== Exercise data

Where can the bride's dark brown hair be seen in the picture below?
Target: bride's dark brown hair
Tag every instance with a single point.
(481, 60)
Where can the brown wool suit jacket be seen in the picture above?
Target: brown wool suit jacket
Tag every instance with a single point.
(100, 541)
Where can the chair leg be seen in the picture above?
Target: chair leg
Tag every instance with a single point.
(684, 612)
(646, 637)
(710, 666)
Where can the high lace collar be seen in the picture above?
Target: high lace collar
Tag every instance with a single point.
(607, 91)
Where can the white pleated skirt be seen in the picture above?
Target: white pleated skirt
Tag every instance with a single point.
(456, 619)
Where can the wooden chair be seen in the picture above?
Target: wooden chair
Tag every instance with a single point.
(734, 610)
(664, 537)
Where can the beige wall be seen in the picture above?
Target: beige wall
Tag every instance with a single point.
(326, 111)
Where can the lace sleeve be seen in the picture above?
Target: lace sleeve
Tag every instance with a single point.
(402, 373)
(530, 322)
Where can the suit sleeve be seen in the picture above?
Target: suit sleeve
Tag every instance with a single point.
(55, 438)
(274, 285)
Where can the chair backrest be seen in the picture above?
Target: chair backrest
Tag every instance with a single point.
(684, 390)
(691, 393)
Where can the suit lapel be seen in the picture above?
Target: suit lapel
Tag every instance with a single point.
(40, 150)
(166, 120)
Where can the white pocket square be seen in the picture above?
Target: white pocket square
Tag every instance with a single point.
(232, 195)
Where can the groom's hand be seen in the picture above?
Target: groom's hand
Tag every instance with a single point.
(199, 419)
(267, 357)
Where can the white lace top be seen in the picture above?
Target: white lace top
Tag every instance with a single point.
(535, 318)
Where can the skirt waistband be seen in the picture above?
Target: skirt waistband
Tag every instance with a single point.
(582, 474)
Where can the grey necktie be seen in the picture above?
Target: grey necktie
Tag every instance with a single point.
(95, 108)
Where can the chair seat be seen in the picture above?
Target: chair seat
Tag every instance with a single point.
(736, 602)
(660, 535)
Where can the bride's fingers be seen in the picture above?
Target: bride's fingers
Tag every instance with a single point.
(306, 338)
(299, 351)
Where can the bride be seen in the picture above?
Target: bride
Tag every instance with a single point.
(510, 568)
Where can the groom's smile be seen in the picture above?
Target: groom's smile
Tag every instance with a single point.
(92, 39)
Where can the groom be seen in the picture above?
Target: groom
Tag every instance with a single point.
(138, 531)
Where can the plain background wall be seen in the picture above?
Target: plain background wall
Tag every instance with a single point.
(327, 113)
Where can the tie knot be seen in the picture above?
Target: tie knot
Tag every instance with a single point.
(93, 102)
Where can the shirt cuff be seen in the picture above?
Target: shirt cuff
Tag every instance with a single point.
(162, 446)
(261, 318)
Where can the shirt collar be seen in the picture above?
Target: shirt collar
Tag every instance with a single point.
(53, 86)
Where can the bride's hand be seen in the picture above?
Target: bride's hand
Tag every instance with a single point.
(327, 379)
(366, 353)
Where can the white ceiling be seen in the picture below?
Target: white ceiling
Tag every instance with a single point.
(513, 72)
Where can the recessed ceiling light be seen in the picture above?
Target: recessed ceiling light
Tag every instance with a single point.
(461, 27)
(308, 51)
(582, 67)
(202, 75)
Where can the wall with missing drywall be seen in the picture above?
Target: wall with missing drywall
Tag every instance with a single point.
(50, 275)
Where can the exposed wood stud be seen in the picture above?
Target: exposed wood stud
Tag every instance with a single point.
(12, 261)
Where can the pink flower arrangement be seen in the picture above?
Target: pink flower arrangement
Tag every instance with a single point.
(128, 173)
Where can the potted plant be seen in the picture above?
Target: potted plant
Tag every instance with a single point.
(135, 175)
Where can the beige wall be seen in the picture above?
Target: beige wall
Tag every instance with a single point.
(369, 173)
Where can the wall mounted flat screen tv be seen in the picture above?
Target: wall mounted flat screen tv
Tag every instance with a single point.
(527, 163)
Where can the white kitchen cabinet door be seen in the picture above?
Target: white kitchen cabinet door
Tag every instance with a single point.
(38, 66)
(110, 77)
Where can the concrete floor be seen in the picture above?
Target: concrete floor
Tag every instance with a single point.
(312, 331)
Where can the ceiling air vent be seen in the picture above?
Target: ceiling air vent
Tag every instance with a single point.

====

§ Job: Reproduce, exactly and with nothing added, the lines from the one that includes "Where can the wall mounted" through the last line of the material.

§ Solution to this task:
Where can the wall mounted flat screen tv be seen in the picture above?
Target: wall mounted flat screen tv
Tag every instance with a single point.
(527, 163)
Where can the white kitchen cabinet door be seen in the picture above?
Target: white kitchen cabinet door
Tag every instance with a single point.
(38, 66)
(110, 77)
Where can the concrete floor be seen in the picture above?
Target: concrete floor
Tag every instance with a single point.
(312, 331)
Where can the ceiling air vent be seen in the picture above?
Target: ceiling air vent
Tag every instance with a single point.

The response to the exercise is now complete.